Below are several records. Retype exactly those lines running from the one with "form | each point like <point>1,1188</point>" through the one with "form | each point like <point>193,492</point>", end lines included, and no others.

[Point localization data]
--------------------------------------------------

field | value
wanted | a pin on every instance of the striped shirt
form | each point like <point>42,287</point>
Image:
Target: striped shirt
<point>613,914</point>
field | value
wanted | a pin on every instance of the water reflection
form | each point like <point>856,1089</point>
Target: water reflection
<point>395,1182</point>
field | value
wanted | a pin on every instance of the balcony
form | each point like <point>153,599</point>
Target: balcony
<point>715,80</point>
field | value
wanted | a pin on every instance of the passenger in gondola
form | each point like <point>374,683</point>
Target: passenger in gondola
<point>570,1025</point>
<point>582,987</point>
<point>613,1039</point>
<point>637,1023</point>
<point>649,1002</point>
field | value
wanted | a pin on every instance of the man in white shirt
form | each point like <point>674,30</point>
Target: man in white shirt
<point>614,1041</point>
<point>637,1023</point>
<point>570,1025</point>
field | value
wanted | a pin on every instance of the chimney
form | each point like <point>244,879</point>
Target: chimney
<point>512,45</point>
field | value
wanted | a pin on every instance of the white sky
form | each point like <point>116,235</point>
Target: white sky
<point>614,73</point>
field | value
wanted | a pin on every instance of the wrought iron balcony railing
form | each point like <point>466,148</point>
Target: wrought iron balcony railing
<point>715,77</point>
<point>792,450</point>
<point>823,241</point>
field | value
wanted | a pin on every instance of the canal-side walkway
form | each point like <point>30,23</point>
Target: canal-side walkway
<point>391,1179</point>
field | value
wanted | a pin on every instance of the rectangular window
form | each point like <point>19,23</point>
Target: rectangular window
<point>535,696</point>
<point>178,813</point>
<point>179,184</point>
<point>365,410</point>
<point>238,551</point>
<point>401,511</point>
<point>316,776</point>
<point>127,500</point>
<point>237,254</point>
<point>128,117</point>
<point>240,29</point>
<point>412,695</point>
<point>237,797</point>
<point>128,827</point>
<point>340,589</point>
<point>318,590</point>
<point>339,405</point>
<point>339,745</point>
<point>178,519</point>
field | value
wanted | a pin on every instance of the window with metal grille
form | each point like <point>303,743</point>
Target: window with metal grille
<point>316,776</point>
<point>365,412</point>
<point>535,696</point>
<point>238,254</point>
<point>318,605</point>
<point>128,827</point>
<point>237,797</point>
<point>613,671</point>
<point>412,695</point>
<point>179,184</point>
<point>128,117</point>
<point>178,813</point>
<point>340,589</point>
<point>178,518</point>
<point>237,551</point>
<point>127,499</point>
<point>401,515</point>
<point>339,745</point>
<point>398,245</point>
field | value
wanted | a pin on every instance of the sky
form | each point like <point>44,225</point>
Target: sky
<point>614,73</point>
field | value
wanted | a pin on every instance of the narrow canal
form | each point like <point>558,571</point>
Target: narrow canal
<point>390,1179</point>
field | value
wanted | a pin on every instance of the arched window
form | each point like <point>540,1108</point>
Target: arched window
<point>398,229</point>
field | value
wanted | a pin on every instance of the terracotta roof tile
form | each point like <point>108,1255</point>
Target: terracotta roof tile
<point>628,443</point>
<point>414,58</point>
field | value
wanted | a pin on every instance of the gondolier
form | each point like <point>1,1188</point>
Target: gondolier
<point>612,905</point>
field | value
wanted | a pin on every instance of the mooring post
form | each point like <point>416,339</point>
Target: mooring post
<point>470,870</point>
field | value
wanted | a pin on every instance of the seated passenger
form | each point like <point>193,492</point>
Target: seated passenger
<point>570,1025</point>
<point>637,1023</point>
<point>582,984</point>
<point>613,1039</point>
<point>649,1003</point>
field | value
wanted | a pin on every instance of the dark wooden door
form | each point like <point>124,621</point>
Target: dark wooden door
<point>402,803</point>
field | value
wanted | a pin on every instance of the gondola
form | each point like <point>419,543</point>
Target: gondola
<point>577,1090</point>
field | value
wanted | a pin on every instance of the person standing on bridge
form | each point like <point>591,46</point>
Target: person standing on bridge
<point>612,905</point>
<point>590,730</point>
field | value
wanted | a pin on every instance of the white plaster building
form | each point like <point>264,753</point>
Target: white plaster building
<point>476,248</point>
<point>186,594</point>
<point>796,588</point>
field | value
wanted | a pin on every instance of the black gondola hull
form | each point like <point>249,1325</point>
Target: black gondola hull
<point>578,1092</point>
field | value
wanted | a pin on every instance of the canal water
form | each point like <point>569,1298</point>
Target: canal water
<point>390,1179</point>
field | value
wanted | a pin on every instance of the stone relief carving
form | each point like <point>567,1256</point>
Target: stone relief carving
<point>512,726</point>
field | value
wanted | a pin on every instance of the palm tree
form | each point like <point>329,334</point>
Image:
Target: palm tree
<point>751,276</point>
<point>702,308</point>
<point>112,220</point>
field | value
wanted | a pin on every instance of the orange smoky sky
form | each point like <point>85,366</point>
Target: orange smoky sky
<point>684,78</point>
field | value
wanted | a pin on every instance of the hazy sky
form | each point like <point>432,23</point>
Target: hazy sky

--------------------------------------------------

▶ Solution to this exercise
form | each point like <point>1,1188</point>
Target: gondolier
<point>612,905</point>
field | value
wanted | a pin on every instance of the mooring post
form | each point like <point>416,339</point>
Target: mooring post
<point>470,870</point>
field | value
wanted | a pin on every instance of the seated passenger
form | each point like <point>193,492</point>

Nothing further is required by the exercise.